INSTRUCTION: Collect every line in the records that contains the word "negative".

MATERIAL PROVIDED:
===

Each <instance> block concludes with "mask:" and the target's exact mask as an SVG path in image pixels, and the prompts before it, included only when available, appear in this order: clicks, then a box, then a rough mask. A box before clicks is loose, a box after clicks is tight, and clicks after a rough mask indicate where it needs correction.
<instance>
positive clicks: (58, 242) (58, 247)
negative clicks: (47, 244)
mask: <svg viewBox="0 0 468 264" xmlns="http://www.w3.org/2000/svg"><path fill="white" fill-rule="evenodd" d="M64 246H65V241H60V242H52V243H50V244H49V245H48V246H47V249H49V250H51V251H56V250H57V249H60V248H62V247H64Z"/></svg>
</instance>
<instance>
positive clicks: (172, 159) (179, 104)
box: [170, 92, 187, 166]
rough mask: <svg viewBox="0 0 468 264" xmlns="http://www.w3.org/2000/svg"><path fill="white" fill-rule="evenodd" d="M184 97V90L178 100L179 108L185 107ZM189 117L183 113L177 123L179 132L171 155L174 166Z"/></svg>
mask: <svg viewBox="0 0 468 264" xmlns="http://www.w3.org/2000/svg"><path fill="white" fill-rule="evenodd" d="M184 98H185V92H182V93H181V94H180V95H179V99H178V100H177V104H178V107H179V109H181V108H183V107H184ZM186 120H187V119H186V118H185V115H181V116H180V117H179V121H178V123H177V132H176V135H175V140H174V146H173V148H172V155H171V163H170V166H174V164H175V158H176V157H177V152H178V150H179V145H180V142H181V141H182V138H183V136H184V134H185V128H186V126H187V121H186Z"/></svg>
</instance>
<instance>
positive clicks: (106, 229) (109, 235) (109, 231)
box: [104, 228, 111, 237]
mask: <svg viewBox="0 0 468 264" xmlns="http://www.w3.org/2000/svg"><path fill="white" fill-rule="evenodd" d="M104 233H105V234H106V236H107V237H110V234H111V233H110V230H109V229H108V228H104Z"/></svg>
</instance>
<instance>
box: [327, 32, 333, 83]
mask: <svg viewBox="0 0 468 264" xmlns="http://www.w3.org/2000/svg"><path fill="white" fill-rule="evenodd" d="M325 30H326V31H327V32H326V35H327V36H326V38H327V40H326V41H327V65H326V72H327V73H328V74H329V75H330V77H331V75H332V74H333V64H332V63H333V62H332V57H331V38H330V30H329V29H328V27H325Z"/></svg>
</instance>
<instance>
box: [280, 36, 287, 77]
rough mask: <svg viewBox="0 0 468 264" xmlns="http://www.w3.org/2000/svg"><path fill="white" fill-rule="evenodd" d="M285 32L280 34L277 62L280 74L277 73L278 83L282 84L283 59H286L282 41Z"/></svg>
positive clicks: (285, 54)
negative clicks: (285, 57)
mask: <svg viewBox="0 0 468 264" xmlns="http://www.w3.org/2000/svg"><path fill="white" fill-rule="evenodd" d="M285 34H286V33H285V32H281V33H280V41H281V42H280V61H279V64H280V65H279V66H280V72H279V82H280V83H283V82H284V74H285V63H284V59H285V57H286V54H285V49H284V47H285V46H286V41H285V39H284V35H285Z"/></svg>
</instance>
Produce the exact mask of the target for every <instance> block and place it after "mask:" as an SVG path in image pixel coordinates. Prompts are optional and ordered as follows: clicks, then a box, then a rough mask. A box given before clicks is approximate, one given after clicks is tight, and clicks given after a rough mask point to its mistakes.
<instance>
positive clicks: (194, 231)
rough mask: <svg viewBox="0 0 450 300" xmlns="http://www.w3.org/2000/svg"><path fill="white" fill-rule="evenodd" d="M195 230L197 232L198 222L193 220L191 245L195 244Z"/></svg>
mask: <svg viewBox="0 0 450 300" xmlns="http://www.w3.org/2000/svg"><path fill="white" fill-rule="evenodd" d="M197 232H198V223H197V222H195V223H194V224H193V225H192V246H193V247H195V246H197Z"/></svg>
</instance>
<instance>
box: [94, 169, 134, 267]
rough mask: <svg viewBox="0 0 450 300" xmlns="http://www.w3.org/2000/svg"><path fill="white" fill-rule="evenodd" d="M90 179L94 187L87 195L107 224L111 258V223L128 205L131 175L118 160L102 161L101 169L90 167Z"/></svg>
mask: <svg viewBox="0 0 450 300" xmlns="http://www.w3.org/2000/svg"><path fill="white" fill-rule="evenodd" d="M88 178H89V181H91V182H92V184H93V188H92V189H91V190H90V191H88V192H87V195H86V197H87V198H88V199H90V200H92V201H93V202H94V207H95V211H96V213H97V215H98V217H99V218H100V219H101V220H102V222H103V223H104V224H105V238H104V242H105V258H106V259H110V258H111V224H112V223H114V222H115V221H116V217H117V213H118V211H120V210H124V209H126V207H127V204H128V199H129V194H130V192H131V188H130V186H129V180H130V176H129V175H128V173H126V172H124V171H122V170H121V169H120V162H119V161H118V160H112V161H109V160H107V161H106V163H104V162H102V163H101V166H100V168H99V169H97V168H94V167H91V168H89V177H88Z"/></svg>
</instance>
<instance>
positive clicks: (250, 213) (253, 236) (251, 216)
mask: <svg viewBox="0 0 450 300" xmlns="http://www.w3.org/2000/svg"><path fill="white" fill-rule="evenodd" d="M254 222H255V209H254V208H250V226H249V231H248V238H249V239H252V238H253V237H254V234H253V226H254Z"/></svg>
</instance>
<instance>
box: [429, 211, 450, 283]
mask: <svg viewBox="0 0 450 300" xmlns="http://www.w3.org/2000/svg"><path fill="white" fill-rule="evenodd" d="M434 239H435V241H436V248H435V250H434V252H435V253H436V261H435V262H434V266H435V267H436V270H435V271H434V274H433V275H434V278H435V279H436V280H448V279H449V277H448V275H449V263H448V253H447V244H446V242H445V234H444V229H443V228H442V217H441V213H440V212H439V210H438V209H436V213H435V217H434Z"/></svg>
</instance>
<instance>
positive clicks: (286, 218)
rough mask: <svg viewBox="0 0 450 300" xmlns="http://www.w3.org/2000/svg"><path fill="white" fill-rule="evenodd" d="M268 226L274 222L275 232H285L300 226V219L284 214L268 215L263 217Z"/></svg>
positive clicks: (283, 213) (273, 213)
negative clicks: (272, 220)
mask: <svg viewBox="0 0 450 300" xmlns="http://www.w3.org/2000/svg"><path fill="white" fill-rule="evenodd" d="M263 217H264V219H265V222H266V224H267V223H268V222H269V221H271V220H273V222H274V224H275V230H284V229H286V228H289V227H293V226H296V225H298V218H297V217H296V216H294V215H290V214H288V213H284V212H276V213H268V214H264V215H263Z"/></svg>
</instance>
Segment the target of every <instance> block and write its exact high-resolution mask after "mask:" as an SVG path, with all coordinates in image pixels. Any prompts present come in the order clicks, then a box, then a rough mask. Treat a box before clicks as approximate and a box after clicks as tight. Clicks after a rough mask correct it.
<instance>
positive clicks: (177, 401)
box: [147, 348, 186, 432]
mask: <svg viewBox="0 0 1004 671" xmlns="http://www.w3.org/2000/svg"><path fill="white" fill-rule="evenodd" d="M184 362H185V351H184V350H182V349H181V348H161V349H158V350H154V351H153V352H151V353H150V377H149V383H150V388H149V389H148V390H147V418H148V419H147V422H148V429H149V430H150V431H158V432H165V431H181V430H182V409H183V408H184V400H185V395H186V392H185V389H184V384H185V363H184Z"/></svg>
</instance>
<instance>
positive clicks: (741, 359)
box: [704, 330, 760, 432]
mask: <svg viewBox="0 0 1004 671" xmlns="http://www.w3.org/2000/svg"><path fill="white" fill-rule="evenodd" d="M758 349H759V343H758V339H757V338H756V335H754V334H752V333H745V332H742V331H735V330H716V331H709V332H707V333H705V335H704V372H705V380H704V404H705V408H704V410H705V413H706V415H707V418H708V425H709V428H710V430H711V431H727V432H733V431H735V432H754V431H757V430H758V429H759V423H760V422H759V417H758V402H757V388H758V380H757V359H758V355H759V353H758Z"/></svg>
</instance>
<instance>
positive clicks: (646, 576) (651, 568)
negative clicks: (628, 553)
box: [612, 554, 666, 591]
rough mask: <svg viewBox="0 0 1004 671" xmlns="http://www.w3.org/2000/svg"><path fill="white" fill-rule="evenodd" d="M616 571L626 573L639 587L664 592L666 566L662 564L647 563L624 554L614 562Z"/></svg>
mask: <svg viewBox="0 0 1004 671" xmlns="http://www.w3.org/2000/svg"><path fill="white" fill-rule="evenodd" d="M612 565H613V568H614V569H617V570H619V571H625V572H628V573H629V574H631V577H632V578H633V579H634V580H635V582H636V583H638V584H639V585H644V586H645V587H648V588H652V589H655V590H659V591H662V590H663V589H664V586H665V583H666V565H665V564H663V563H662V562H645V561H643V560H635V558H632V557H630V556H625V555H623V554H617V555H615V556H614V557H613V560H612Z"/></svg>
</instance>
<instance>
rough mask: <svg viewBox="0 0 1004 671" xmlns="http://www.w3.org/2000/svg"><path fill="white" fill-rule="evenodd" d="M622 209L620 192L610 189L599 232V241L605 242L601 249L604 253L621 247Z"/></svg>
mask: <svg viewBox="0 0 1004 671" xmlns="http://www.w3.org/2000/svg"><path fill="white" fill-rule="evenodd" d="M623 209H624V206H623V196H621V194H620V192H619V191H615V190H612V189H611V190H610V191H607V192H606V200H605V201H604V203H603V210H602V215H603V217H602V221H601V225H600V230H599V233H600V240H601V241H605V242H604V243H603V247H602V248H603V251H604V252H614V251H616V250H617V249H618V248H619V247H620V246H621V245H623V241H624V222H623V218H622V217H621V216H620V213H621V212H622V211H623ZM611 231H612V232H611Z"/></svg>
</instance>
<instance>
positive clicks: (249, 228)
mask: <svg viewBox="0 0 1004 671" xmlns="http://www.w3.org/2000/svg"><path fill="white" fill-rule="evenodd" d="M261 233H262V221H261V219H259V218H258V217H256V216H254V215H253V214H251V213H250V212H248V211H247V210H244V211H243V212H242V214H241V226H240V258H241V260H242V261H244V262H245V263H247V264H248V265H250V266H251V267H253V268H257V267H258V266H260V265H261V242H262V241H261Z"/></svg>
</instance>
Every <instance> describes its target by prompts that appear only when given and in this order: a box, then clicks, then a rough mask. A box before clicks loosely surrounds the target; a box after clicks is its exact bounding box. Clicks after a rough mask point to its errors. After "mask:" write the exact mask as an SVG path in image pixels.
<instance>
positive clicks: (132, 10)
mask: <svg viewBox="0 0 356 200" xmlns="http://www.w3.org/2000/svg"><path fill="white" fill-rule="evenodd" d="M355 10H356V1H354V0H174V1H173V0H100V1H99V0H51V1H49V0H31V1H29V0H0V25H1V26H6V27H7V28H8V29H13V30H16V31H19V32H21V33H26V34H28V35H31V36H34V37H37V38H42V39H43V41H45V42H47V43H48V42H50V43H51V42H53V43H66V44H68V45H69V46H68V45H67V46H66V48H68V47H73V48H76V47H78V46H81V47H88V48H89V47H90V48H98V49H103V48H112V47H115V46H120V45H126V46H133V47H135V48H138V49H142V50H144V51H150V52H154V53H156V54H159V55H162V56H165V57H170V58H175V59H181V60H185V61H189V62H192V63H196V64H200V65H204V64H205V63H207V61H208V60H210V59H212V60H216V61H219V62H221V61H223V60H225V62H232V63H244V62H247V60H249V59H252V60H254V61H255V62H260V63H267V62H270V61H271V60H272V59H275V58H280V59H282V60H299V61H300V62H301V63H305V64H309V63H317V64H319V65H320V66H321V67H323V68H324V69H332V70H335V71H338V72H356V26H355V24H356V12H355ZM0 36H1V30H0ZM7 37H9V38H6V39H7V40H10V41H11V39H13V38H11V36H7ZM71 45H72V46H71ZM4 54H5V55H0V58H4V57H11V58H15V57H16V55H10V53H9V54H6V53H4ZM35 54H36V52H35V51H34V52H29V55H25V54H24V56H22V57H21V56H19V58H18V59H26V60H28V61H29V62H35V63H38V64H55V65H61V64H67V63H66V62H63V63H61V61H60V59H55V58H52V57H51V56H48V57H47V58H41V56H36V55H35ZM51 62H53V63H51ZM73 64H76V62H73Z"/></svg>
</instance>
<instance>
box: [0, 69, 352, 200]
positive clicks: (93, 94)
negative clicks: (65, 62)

===

EXERCISE RESULT:
negative clicks: (47, 244)
negative clicks: (285, 57)
negative clicks: (272, 220)
negative clicks: (628, 553)
negative clicks: (65, 62)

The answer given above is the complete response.